**Written task 1:** Revise the lines of the listing starting at the line containing "If you would be so kind as to spot the antenna" and ending at the listing's last line, replacing "antenna mast" with "radio tower" and leaving everything else unchanged. Return only those revised lines.

— start of Reading passage —

No. It doesn't. The PPI study comes out with specific, and clearly bogus, numbers based on blatant conflation of sepate issues.
I have no problem with Techdirt advocacy of Title II, but the post seems to want to pretend the advocacy is fair and balanced journalism.
This is a cheap shot that is beneath you. Techdirt has always been an OPINION site. We express our opinion. Always have. We've never suggested that the site is some sort of bogus "objective reporting of both sides" of a story, because we think anyone doing that is misrepresenting the truth. We present our opinion.
The fact that pushing IP networks under Title II exposes the communicating public to new taxes is not controversial or in dispute. One can argue the taxes will happen anyway and the revenue hungry taxing authorities will find ways to impose taxes.
Nice strawman. That wasn't what was said.
To claim imposing Title II on the Internet has no implications for new taxes goes beyond advocacy and qualifies as simply dishonest.

— end of Reading passage —
— start of Records supplied —

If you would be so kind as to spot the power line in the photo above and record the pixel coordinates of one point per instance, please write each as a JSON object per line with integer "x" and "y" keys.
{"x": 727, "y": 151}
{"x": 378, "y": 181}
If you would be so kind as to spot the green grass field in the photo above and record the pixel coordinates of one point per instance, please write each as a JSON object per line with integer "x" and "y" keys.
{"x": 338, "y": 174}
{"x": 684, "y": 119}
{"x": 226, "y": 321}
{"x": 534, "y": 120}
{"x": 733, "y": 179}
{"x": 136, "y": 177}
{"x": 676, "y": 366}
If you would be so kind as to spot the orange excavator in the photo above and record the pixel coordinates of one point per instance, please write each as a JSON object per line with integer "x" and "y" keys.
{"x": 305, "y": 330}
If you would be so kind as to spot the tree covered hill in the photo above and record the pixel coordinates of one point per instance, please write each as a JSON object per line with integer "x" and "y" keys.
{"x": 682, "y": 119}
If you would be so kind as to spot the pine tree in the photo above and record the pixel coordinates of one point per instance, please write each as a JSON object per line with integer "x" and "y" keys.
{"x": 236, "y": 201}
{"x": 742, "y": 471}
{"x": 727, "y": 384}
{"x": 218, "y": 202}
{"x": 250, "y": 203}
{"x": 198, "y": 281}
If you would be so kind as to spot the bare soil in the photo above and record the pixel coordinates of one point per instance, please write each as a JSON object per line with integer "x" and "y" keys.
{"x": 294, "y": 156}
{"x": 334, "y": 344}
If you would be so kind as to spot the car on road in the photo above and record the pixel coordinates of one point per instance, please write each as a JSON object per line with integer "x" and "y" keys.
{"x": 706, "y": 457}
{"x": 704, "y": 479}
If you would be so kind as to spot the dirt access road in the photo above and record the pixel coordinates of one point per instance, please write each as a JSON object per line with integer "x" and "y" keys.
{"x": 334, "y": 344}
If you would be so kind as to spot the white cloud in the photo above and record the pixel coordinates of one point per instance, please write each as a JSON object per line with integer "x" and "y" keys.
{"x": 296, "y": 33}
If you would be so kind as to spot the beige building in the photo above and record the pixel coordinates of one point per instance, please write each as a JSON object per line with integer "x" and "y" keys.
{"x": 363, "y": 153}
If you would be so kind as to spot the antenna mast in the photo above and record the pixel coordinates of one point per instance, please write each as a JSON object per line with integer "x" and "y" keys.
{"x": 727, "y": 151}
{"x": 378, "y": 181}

— end of Records supplied —

**Written task 2:** Carry on the Title II commentary from its last sentence.

**Reply 1:**
If you would be so kind as to spot the radio tower in the photo above and record the pixel coordinates of one point per instance, please write each as a JSON object per line with integer "x" and "y" keys.
{"x": 727, "y": 151}
{"x": 378, "y": 181}

**Reply 2:**
No, it's accurate. The framework has little impact on taxes. A new research note out yesterday from a top telco analyst made the point pretty clearly: the impact of Title II is basically nothing. While FCC regimes may at some point seek to more heavily regulate certain parts of the internet, the classification of the underlying infrastructure will have little to no bearing on what happens.
Dan, I know you've fought against Title II in the past where it was inappropriate, but you're blinded by your hatred of Title II to the point that you're no lobbing ad homs at us. Maybe, just maybe, we're not "dishonest" but merely have a different opinion based on our experiences and knowledge.
Don't be that guy.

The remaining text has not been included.